#### What you need to do:
Could you write each line of the records below as a string in a JSON list, with one string per line and blank lines omitted?

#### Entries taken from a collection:
************
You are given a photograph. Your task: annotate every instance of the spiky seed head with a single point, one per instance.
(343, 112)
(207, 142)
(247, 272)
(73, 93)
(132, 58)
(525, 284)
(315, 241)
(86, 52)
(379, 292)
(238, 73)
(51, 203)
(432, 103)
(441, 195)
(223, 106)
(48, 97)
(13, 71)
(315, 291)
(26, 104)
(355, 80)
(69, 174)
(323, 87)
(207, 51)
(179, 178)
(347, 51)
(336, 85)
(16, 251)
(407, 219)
************
#### Solution below:
[
  "You are given a photograph. Your task: annotate every instance of the spiky seed head with a single point, one per instance.",
  "(343, 112)",
  "(207, 142)",
  "(247, 272)",
  "(73, 93)",
  "(132, 58)",
  "(525, 284)",
  "(315, 241)",
  "(86, 52)",
  "(379, 292)",
  "(238, 73)",
  "(51, 203)",
  "(432, 103)",
  "(441, 195)",
  "(223, 106)",
  "(48, 97)",
  "(13, 71)",
  "(315, 291)",
  "(26, 104)",
  "(355, 80)",
  "(69, 174)",
  "(323, 87)",
  "(207, 51)",
  "(179, 178)",
  "(347, 51)",
  "(336, 85)",
  "(16, 251)",
  "(407, 219)"
]